— Your task —
From the line that contains "Target: arch underside" to the last line of the entries, set down each line exactly as written, both ends included, with nothing else.

(Input for this task)

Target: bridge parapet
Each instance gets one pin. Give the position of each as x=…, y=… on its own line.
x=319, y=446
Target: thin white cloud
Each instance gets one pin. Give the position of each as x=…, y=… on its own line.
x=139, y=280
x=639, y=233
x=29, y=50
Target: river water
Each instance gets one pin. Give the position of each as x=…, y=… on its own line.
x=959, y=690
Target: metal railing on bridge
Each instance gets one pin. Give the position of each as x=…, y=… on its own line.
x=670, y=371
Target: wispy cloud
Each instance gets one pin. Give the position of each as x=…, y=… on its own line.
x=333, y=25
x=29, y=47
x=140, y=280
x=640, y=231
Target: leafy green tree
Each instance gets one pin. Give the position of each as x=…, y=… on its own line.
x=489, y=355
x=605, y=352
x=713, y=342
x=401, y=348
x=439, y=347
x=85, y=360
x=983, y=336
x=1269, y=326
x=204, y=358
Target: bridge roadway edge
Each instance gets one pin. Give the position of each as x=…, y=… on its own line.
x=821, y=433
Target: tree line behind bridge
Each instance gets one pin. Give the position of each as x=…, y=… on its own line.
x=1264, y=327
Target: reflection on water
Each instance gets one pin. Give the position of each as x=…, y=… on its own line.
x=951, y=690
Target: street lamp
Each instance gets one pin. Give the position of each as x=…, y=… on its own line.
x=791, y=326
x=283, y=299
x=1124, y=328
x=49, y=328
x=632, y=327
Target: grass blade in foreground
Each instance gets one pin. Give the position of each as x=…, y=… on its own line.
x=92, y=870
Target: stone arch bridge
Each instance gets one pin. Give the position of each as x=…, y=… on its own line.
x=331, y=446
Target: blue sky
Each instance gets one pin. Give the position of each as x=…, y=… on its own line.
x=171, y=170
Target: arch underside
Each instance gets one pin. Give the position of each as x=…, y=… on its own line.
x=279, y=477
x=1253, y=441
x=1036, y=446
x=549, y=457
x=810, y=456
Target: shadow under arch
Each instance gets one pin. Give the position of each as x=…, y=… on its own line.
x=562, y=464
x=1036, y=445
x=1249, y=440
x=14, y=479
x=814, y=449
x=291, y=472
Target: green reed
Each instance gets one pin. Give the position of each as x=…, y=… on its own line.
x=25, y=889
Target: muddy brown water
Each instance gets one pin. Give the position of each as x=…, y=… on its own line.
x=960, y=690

(End Input for this task)

— Response to this task —
Target: arch underside
Each instance gets one pin. Give the position of each as x=…, y=… on its own line.
x=279, y=477
x=1253, y=441
x=1036, y=446
x=549, y=457
x=810, y=456
Target: shadow under arch
Each instance gets one pin. Give the position of each as x=…, y=… on its own line.
x=562, y=464
x=1036, y=445
x=1249, y=440
x=14, y=479
x=814, y=449
x=291, y=472
Target: green reed
Each instance gets one pin. Give the position of each as x=…, y=… on its own line.
x=25, y=889
Target: muddy brown water
Each instance gets one pin. Give the position of each as x=…, y=… on its own line.
x=960, y=690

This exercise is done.